Your tasks:
**a)** In the guide on social media for authors, list every social media platform that gets its own entry in the list of what the guide covers.
**b)** Write the next part of the guide on social media for authors, starting after its final sentence.
BEGIN Document segment
To avoid social media turning into a major black hole that drains your money and time as an author, read on to discover everything you need to know about using social platforms the right way.
This guide to social media for authors covers:
- How do writers use social media?
- What’s the best social media for writers?
- Twitter for writers
- Instagram for authors
- Facebook for writers
- Goodreads for authors
- Pinterest for writers
- Youtube for authors
- TikTok for writers
- Tumblr for authors
- Social media apps for authors
How do writers use social media?
Before we delve deep into specific social media platforms, let’s take a broad look at how authors share content on social in general.
If you’re considering social media from an author’s perspective for the first time, these examples will give some insight into how it can be used the right way. Or, if you’ve felt frustrated by social media in the past, you might spot where you were going wrong.
Here are six examples of how writers use social media effectively:
- Answering questions. You can use social media to answer questions people have about your work. These might be from fans or even from professionals such as journalists. Platforms like Twitter work well to respond to one-off, text questions, while Instagram Live can work well for dedicated Q and A sessions.
- Collaboration with readers. After you’ve built your social media following as an author, you can bounce ideas off your readers at any time. This could be getting their take on the best moments in a recent release, or even getting feedback on future book title ideas.
- Book cover reveals. Seeing your book cover concept come to life is always an exciting moment. With social media, you can share the excitement with fellow authors and readers.
- Event scheduling. Platforms like Facebook that have scheduling capabilities coupled with advertising allow you to promote your author events, both virtual and in-person.
- A look at your life as a writer. Give your readers a little bit of insight into your creative process and the way you work using platforms like Instagram.
- Author solidarity/networking. Social media is a great way to connect with other authors you admire. You can share their content with your followers and promote the people you care about.
- Run a book giveaway. A common marketing strategy for authors is to run giveaways of their books, whether in audiobook format, or hardcover.
Not every content idea will appeal to every author. There’s also a right and a wrong way to execute any of the above ideas. But hopefully, you can see that social media as a whole is a valid and interesting way for authors to create content and connect with their readers.
What’s the best social media for writers?
Now that you have a general idea of how authors use social media, let’s take a moment to consider the best platform for writers to spend time on.
END Document segment
BEGIN Dataset records
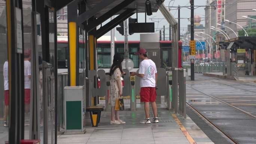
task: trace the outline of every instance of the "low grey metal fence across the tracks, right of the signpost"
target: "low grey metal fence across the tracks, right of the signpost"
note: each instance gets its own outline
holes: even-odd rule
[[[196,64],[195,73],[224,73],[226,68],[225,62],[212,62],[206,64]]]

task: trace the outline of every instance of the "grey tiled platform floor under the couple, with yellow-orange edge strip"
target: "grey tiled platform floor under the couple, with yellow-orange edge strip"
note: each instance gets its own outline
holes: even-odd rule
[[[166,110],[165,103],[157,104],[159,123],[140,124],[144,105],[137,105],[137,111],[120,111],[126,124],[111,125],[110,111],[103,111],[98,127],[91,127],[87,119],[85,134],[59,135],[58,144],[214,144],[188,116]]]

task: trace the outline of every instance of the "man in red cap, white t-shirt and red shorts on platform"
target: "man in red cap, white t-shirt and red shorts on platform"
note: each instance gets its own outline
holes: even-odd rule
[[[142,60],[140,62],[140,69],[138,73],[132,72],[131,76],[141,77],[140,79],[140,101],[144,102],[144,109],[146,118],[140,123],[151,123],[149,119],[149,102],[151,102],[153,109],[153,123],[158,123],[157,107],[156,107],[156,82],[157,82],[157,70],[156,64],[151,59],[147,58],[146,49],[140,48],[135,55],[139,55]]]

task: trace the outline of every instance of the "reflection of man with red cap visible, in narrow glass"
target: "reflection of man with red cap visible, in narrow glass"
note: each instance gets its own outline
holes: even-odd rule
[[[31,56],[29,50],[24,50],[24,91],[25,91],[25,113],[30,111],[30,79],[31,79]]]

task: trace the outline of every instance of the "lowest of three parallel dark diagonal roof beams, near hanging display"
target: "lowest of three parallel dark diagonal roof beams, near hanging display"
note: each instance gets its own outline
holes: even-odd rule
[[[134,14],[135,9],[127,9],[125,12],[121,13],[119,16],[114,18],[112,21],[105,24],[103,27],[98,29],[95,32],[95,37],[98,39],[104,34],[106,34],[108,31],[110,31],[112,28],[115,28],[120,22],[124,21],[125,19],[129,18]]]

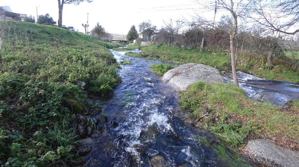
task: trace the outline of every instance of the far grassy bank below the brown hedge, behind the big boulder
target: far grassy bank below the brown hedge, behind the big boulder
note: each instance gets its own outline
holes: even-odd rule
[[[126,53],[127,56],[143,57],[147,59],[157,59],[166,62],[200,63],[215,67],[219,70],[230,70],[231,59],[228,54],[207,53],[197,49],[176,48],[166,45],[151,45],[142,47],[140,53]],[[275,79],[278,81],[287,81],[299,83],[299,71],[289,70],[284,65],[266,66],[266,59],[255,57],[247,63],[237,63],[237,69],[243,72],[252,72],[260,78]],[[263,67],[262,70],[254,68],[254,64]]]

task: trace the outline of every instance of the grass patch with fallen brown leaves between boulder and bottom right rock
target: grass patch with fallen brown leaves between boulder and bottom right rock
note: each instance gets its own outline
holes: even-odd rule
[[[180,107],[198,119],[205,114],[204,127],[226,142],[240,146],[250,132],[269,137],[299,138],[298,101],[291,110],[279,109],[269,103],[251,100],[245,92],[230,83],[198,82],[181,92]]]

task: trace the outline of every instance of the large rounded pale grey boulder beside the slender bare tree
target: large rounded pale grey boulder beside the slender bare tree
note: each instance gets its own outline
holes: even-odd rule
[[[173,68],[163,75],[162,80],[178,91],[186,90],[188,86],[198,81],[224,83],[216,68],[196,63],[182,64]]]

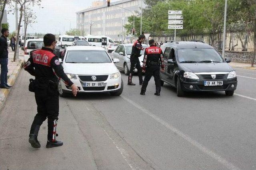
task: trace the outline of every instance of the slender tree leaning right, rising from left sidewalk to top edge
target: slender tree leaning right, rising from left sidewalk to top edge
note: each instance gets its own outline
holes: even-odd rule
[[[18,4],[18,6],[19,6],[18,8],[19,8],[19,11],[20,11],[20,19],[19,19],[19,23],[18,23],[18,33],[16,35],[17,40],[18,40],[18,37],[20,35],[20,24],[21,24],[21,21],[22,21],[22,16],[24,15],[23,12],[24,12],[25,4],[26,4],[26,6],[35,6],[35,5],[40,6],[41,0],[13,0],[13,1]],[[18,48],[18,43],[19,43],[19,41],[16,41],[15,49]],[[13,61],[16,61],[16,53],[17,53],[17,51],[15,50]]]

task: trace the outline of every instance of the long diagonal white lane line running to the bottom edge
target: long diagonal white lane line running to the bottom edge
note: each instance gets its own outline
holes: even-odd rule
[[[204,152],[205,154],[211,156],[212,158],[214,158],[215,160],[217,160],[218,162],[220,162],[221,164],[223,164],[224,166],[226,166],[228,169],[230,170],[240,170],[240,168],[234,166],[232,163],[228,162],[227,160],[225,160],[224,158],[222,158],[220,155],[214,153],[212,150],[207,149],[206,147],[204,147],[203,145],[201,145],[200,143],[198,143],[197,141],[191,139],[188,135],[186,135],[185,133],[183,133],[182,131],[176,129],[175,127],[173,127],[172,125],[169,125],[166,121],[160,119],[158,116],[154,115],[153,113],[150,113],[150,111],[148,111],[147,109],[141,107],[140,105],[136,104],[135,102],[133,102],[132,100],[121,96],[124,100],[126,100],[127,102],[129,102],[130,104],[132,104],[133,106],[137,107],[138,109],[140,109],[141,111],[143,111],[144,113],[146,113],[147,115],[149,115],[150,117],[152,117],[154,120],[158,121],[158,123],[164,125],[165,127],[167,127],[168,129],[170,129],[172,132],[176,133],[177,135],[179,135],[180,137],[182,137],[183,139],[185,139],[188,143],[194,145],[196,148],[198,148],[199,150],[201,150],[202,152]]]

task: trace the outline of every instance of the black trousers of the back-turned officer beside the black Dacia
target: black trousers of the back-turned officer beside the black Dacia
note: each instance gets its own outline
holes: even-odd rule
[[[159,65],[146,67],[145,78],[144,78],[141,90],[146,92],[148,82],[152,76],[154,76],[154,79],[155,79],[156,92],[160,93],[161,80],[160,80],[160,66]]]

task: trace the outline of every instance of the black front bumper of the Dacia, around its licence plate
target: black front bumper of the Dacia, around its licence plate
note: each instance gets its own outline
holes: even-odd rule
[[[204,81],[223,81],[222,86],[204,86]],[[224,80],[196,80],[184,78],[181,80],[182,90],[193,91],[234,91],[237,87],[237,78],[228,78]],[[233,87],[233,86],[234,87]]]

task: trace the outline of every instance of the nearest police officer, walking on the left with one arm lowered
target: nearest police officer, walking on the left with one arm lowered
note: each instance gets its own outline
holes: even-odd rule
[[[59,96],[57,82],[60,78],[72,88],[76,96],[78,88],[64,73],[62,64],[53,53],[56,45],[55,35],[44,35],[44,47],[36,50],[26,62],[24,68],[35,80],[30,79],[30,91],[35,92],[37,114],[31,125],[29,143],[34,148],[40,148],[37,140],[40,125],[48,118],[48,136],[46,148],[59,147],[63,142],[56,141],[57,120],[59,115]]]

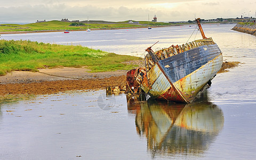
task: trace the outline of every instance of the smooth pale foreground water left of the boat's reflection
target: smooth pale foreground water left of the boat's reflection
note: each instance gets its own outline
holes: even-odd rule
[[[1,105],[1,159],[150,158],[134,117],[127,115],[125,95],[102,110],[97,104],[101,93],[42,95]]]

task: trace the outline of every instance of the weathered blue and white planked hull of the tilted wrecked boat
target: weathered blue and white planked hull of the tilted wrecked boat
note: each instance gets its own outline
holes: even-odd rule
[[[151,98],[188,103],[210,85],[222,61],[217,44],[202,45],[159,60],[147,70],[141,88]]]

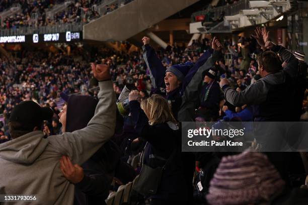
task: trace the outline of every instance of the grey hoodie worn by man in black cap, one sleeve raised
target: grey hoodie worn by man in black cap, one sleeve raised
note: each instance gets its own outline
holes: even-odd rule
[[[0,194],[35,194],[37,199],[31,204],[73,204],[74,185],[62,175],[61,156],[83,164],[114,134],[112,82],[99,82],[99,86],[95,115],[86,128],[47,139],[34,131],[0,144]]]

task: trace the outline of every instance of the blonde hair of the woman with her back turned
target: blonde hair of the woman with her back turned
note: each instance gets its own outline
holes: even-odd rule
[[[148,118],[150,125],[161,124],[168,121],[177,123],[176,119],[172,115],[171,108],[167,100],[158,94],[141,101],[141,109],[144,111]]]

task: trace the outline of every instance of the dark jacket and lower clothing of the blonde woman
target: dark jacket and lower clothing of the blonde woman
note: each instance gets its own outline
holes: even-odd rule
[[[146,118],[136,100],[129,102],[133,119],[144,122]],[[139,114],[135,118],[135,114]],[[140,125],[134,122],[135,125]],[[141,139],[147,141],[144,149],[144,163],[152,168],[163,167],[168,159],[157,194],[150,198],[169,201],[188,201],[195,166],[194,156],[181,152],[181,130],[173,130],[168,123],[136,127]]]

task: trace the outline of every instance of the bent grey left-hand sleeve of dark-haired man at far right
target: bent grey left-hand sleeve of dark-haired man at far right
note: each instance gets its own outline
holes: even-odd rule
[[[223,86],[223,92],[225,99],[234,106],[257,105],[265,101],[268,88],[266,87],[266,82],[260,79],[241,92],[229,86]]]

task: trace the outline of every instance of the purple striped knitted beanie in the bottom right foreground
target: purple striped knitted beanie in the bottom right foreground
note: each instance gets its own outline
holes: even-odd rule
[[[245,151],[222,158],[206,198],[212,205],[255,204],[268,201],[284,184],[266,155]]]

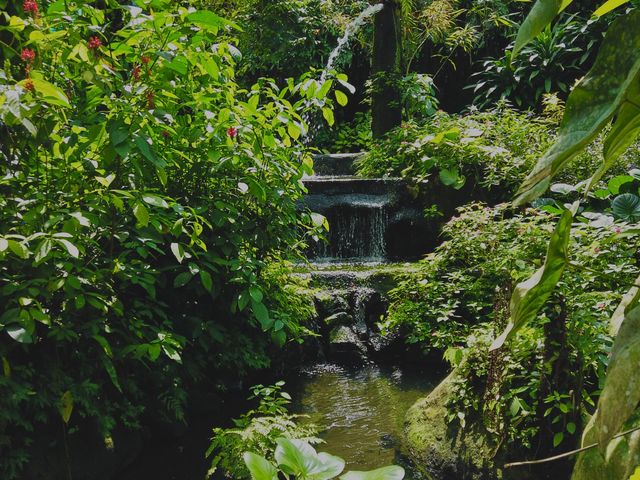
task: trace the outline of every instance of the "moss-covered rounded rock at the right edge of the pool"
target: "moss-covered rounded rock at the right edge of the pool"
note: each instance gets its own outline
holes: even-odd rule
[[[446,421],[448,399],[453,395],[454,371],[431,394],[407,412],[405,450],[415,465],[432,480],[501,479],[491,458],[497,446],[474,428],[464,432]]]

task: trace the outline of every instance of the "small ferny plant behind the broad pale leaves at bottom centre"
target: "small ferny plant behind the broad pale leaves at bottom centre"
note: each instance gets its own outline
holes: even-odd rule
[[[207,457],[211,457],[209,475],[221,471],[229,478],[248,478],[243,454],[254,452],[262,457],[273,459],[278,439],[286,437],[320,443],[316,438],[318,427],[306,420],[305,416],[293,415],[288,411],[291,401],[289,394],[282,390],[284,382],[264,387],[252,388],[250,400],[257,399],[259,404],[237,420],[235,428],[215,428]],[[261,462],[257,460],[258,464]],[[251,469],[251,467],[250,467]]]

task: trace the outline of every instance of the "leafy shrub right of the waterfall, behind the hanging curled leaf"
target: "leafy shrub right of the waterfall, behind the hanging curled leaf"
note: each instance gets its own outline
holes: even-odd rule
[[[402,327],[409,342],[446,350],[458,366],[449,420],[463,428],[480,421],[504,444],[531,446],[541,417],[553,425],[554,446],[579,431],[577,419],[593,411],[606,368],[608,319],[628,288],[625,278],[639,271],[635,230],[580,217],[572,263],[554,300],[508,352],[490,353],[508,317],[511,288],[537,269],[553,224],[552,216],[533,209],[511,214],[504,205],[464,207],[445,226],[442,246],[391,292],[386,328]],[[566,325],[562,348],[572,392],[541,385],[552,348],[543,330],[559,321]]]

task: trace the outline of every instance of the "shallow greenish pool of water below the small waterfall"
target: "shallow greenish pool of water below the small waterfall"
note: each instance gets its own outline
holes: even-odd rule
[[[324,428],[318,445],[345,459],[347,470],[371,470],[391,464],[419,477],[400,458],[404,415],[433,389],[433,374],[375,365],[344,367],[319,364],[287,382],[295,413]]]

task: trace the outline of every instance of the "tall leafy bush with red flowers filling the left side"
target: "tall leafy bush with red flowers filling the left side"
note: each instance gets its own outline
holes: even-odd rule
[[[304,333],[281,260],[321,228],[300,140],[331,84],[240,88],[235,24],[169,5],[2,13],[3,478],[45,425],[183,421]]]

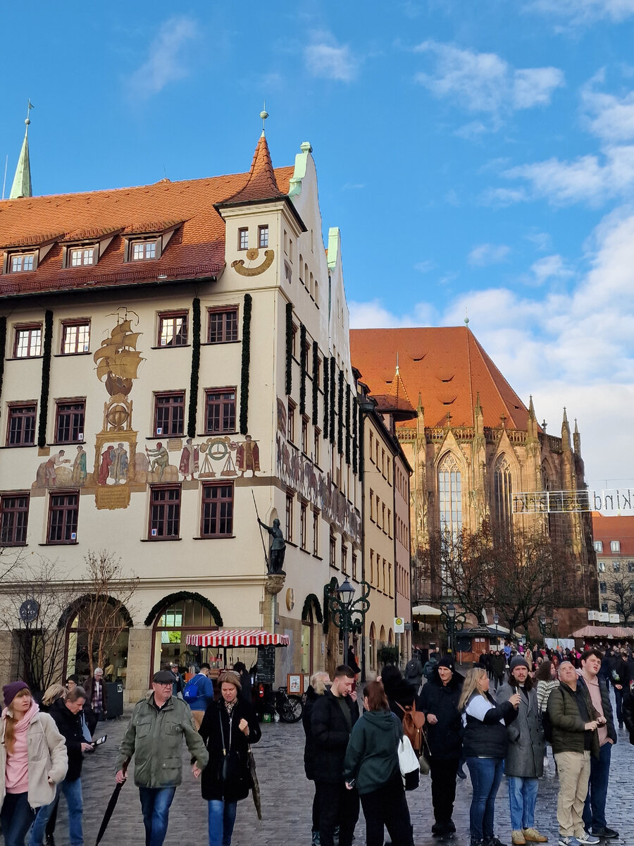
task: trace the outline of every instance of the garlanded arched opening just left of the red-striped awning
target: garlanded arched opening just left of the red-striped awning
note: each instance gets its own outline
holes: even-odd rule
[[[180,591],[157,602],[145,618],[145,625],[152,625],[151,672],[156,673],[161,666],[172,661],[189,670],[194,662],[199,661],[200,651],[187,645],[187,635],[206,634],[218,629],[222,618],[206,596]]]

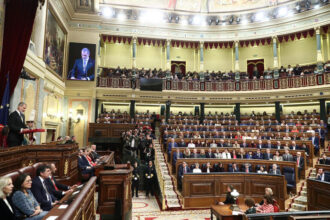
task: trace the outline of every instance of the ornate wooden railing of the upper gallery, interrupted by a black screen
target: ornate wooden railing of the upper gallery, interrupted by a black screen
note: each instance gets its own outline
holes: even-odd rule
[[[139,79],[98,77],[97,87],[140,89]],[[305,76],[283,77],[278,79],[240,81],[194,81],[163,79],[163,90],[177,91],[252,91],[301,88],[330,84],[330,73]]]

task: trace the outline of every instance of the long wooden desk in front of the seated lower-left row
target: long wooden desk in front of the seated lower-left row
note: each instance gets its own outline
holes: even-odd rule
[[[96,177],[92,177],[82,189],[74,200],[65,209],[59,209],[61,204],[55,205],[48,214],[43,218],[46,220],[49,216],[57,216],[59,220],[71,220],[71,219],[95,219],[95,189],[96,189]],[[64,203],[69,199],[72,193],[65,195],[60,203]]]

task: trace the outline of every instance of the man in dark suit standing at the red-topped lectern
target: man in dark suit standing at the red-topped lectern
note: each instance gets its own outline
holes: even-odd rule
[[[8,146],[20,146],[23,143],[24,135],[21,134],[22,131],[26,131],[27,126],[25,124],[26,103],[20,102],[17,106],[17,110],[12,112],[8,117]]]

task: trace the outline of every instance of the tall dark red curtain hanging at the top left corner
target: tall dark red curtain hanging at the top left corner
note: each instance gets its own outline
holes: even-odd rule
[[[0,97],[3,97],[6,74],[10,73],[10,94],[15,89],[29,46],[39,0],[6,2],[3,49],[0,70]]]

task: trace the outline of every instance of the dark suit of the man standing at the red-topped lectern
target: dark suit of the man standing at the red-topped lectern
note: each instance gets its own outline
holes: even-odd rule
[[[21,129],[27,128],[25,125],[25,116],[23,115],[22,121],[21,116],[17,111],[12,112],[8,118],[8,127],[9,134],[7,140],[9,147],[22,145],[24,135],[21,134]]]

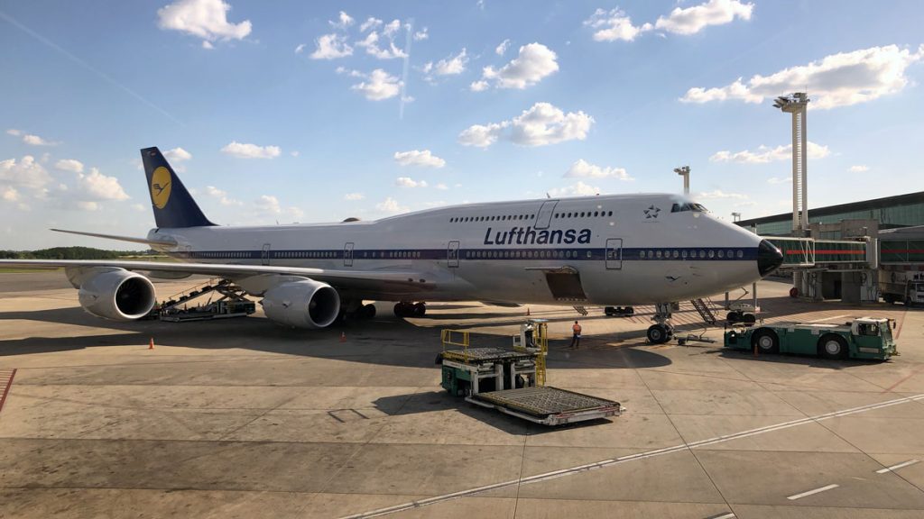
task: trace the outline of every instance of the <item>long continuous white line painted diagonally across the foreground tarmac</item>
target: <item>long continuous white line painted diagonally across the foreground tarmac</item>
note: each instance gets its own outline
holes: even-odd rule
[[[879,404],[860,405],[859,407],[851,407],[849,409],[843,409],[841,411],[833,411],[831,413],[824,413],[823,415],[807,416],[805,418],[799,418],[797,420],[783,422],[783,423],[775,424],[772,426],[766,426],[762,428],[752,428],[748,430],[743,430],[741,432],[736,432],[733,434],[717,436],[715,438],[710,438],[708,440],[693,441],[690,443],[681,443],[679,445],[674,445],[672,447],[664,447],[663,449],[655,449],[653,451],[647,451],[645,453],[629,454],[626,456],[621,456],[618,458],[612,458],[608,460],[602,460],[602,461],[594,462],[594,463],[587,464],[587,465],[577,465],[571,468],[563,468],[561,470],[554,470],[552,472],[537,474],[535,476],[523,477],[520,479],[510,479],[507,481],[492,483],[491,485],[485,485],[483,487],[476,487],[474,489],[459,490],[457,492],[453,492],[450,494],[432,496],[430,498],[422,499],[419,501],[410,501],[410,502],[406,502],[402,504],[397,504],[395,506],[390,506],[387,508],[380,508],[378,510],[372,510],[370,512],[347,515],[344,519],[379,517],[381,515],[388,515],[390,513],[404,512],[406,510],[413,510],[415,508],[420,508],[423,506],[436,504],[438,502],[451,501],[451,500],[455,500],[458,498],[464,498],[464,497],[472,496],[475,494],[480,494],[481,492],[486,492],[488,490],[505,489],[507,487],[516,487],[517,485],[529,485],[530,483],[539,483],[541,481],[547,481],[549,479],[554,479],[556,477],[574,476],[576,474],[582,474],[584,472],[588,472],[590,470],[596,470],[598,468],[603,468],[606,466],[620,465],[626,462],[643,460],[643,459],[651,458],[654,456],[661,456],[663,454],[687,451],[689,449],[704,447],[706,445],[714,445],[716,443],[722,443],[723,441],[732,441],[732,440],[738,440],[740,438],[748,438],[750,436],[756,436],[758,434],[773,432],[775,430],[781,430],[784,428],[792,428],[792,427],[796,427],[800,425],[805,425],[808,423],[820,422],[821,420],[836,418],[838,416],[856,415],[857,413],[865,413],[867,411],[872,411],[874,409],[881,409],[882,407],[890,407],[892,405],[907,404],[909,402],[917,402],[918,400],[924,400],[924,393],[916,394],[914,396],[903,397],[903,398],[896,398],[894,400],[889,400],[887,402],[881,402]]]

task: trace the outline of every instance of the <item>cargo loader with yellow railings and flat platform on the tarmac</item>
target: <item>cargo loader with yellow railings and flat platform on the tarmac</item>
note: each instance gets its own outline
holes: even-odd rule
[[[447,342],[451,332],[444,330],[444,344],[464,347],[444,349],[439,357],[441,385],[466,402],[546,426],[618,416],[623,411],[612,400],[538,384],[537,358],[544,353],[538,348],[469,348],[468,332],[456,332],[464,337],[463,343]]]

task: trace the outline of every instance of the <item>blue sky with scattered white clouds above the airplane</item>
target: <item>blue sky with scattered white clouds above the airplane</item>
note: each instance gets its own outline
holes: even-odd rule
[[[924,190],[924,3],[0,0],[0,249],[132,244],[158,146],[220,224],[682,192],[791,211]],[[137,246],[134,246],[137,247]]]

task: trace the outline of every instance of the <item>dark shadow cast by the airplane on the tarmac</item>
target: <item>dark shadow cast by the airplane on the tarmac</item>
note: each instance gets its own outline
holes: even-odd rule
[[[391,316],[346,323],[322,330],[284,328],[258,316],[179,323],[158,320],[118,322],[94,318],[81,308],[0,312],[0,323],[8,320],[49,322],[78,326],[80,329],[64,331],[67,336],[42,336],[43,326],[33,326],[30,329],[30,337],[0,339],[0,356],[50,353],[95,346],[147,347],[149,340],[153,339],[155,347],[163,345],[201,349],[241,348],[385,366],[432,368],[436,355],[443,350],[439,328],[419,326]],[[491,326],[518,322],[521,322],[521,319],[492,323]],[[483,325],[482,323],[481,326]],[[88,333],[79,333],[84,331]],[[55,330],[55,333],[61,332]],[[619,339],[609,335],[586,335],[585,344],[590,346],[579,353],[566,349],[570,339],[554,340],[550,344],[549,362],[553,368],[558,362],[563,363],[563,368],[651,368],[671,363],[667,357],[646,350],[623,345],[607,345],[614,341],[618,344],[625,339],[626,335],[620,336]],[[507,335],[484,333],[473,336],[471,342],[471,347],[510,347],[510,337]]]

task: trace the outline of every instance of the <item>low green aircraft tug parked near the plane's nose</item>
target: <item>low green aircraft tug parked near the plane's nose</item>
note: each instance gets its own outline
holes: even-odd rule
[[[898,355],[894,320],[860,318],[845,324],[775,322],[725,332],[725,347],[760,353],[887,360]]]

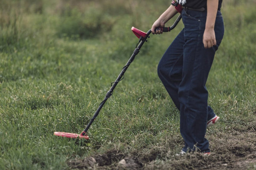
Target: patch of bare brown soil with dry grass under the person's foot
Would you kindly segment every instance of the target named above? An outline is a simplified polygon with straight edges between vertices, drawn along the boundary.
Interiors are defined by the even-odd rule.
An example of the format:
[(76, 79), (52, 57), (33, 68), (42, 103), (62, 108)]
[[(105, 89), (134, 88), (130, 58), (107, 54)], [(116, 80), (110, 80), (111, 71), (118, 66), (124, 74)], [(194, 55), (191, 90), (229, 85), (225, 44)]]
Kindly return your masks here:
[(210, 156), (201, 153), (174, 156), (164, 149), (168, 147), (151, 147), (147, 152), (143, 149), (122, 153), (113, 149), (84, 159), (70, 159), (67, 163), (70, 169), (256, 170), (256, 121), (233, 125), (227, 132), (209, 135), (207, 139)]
END Dataset records
Answers given:
**a)** Twitter, Instagram, Facebook, Goodreads, Pinterest, Youtube, TikTok, Tumblr

**b)**
Ultimately, there is no single best social media platform for writers. Different authors will find different platforms are a good fit for their personality, the type of books they write, and the readers they attract.
However, it’s worth taking the time to consider the best social media platform for your situation specifically. To help you do that, consider the answer to these two questions:
- Which social media platforms are naturally appealing or unappealing to me?
- What type of content do I intend to share on social media, and how will it fit in with my wider book marketing strategy?
Realistically, no author has the time to be on every social media platform at once. At least not in a way that would produce any worthwhile results.
Because of this, it’s worth narrowing down the list of platforms featured here to between one and three. Choose the ones you will enjoy investing your time into and those which are most likely to produce tangible results.
Twitter for writers
Twitter is easily one of the most popular social networks for authors, not to mention in general. It’s well-established, almost ubiquitous, and largely text-based. But is it a good choice for you?
Let’s take a quick look at some key Twitter stats.
Twitter total users – 330 million monthly active users.
Twitter demographics – Around 60% male, 40% female worldwide, but the gender split is 50/50 in the USA. 80% of users are under 50.
How authors use Twitter
As an author, there are two main users for Twitter. First, to stay in touch with the wider writing world. Second, to promote yourself and your books.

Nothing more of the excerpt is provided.